**Directive**
Convert the records below into a two-column CSV with the headers "input" and "output", one row per record, holding its text and its answer, each in its own quoted field with line breaks replaced by spaces. Leave out the pictures.

— BEGIN Recorded data —

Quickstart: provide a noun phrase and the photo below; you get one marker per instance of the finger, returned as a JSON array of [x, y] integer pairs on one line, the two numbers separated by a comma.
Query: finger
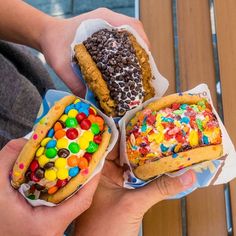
[[65, 72], [10, 152], [114, 154], [163, 187], [78, 203]]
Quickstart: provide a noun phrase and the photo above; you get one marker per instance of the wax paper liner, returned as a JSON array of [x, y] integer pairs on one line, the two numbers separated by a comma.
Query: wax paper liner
[[50, 98], [86, 29], [213, 172]]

— END Recorded data —

**Final answer**
input,output
"Quickstart: provide a noun phrase and the photo below; you get one marker per instance of the finger, returned as a JSON array of [x, y] integer pairs on one line, the two numbers separated by a comma. Query: finger","[[65, 72], [10, 152], [114, 154], [163, 187], [78, 203]]"
"Quickstart: provide a noun phrase and the photo above; you get one marker per instance of the wax paper liner, returned as a JSON array of [x, y] integer pairs on one line, the two numbers separated by a comma. Query: wax paper liner","[[50, 98], [86, 29], [213, 172]]"